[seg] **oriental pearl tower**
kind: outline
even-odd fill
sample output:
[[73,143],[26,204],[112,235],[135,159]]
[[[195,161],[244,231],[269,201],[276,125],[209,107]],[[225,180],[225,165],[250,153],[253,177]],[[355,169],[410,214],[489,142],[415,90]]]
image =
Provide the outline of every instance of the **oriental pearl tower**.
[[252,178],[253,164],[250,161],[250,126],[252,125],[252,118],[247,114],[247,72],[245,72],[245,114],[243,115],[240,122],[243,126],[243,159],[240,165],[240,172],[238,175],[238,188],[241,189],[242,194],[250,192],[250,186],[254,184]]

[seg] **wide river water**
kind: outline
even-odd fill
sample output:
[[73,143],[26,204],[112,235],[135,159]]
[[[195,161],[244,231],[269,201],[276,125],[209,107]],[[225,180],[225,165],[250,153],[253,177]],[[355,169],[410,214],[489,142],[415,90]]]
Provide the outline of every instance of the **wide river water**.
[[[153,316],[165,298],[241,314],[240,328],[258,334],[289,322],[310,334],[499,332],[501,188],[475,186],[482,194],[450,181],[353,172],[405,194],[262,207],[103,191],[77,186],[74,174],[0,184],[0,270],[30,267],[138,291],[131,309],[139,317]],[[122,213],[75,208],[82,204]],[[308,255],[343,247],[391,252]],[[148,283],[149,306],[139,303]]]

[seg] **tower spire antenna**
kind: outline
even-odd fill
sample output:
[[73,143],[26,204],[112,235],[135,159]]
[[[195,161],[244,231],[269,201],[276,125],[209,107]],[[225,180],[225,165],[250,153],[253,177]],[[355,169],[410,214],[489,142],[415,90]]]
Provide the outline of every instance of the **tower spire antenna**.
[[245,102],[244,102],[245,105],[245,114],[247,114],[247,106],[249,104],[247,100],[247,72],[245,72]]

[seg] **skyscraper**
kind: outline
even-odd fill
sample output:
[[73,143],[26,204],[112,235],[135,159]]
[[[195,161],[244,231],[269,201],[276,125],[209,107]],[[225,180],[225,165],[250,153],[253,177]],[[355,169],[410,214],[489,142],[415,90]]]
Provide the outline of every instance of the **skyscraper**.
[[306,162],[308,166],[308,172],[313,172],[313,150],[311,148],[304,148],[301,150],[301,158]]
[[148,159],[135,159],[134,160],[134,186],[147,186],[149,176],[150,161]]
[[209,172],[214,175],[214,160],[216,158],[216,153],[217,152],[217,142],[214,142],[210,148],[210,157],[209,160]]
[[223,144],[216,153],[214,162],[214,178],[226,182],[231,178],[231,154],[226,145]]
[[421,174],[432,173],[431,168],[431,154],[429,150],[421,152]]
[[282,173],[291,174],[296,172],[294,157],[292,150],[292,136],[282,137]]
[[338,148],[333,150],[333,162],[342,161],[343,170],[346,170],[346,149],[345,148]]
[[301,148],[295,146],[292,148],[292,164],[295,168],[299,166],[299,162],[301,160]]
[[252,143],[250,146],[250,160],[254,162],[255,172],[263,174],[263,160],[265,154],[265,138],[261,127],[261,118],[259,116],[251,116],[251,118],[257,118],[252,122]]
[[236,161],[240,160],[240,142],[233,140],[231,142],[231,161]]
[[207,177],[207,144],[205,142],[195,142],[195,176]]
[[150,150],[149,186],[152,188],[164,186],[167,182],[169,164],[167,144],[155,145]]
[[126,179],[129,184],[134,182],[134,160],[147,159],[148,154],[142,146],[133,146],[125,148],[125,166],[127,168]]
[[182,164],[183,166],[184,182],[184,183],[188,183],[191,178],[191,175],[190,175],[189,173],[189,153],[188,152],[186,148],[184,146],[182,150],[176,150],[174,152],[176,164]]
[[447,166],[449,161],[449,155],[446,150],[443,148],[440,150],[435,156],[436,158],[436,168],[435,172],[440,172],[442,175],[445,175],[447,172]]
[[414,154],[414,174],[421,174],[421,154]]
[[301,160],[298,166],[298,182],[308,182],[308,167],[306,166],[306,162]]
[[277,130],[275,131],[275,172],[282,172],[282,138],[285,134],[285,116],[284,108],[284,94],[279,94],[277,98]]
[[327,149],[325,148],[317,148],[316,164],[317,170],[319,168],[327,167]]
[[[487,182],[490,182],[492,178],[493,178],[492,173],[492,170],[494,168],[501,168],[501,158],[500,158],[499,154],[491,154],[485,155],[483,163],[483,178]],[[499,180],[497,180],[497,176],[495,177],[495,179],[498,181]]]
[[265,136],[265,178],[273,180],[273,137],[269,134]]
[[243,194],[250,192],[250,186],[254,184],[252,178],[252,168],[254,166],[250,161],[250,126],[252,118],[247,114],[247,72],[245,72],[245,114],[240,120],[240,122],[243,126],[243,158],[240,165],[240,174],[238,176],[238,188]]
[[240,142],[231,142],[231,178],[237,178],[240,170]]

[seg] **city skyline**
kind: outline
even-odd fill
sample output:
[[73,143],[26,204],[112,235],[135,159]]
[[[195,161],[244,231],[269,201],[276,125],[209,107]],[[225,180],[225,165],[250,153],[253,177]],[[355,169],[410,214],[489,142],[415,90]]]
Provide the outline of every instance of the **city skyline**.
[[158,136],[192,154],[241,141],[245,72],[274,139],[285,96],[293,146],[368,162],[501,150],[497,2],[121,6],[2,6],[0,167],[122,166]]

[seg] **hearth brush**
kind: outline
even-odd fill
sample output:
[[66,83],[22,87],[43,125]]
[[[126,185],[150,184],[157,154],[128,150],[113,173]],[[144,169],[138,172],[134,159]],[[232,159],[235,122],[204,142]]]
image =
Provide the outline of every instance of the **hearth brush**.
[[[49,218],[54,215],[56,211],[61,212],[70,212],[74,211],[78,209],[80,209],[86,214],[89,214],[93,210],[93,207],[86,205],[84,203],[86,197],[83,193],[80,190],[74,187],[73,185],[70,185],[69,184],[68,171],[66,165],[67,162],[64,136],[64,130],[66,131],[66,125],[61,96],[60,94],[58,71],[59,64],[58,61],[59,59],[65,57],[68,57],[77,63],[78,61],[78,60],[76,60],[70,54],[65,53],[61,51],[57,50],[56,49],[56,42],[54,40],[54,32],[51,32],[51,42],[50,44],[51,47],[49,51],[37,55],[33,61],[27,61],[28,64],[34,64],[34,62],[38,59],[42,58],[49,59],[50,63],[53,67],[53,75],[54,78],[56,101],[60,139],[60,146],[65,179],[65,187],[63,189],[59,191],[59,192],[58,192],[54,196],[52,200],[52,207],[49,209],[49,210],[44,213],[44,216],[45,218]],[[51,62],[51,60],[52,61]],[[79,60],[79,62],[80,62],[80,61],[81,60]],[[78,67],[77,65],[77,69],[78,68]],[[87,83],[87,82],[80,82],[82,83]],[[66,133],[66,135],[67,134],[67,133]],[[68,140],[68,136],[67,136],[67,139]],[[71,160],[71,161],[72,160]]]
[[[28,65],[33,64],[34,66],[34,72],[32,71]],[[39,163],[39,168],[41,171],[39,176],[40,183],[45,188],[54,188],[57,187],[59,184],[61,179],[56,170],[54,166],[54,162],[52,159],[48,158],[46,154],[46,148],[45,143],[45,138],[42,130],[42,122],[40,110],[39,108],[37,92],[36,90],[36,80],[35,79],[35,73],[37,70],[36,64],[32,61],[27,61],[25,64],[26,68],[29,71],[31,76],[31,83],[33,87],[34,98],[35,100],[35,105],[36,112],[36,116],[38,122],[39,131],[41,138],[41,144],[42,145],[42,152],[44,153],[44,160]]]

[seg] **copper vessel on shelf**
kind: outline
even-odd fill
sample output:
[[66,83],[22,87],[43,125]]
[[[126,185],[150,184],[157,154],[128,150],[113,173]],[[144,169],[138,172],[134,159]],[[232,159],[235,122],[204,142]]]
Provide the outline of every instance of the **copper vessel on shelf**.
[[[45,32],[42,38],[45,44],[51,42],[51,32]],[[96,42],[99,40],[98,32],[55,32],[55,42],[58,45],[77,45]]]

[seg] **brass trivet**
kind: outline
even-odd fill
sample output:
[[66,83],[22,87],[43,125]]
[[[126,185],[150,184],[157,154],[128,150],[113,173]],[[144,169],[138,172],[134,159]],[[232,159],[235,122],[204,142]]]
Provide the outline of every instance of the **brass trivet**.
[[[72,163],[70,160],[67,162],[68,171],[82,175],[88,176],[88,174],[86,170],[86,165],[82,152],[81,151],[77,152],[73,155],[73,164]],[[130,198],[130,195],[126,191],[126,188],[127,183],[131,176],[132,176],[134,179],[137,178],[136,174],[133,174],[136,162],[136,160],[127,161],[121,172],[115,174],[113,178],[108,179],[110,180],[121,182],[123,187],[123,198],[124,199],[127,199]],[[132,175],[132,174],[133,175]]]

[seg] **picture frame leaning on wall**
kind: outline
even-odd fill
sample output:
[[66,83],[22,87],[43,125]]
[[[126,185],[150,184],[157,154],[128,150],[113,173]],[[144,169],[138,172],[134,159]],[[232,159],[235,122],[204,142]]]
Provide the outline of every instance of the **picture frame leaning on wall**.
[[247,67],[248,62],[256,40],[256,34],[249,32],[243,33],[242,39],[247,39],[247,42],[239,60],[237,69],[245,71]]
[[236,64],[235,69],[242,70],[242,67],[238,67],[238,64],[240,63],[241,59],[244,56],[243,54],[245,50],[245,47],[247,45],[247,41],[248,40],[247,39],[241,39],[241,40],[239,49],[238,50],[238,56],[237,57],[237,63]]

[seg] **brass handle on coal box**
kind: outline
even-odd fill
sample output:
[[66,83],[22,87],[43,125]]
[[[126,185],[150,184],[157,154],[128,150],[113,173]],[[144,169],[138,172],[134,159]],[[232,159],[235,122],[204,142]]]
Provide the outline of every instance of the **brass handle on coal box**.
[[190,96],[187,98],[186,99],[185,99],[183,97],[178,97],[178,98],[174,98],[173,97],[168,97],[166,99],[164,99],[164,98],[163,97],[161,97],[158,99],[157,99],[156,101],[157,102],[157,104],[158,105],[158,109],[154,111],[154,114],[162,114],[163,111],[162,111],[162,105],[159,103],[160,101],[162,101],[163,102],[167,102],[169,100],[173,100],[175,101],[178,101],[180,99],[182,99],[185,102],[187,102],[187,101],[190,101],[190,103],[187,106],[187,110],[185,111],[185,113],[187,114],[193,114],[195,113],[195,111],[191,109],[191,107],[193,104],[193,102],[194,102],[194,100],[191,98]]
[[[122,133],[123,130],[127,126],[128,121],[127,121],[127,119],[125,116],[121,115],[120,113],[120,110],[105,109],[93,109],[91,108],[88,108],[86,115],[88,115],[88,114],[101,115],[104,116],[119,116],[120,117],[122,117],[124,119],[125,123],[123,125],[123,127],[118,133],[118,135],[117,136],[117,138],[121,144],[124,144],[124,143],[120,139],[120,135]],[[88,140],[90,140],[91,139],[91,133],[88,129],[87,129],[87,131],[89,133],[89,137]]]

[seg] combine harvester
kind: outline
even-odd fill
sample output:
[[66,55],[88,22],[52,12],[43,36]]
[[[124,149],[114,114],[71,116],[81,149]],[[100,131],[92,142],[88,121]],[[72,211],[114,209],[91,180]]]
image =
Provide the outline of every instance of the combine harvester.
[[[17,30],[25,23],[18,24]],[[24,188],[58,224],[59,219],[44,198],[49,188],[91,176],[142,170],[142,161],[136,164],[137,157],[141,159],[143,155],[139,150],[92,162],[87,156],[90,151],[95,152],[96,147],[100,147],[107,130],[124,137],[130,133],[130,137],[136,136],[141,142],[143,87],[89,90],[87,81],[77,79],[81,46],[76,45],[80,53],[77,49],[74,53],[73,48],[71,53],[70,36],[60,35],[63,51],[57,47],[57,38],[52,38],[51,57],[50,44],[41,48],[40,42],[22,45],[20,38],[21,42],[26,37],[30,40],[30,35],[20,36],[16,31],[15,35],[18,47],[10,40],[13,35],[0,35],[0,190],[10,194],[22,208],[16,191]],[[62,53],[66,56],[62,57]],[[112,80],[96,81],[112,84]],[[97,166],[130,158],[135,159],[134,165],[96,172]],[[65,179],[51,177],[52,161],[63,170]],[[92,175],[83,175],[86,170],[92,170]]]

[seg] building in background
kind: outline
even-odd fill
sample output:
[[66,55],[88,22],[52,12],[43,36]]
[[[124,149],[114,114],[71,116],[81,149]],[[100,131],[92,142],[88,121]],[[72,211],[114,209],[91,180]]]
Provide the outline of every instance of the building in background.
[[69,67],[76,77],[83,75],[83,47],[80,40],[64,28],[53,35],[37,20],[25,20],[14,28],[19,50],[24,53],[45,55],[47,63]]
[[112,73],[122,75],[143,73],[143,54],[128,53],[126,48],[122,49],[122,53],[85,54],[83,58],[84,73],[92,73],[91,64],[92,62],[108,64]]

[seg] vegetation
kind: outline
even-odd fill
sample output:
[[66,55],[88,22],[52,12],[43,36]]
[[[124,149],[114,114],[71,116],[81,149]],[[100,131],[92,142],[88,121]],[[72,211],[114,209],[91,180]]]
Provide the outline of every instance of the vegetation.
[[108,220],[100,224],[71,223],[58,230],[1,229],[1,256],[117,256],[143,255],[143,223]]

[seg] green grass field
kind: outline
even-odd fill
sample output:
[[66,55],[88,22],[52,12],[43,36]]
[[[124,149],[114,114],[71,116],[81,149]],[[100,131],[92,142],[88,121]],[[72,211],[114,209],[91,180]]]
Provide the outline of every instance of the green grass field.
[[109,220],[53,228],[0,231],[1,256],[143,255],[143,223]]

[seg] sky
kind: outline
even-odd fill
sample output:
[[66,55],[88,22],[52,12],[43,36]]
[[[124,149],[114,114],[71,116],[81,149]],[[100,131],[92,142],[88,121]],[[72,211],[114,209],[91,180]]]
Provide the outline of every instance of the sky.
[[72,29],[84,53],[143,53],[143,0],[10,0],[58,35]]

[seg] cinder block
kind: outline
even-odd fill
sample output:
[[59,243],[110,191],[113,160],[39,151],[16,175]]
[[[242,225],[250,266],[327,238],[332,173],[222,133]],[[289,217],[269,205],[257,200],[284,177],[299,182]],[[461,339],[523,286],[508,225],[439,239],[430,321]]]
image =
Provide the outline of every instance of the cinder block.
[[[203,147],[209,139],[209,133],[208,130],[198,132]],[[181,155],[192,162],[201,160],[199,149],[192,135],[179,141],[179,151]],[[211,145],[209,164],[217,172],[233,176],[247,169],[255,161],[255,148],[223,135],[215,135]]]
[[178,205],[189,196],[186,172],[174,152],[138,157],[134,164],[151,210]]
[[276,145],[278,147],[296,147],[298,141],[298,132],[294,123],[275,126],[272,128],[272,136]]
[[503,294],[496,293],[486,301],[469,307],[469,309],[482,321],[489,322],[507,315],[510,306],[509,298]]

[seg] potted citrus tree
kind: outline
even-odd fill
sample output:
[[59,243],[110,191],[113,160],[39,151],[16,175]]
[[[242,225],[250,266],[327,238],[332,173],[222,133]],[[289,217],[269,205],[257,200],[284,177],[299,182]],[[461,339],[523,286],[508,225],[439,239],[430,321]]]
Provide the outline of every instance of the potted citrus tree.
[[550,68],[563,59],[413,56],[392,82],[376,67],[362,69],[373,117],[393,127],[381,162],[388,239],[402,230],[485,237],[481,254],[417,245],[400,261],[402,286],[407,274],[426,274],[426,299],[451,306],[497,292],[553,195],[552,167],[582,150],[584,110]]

####################

Task description = Update the lines running from the start of the records through the line containing "Provide the outline of every instance of the **oriental", both included, replacing "even-odd" with "nonzero" and leaving everything else unchanged. Give back only those lines.

Answer to the problem =
[seg] **oriental pearl tower**
kind: outline
nonzero fill
sample output:
[[73,143],[26,204],[112,235],[135,159]]
[[[195,161],[244,231],[269,201],[276,125],[209,107]],[[225,180],[225,165],[250,153],[253,177]],[[355,169],[410,214],[489,142],[415,90]]]
image =
Provide the outline of every instance of the **oriental pearl tower**.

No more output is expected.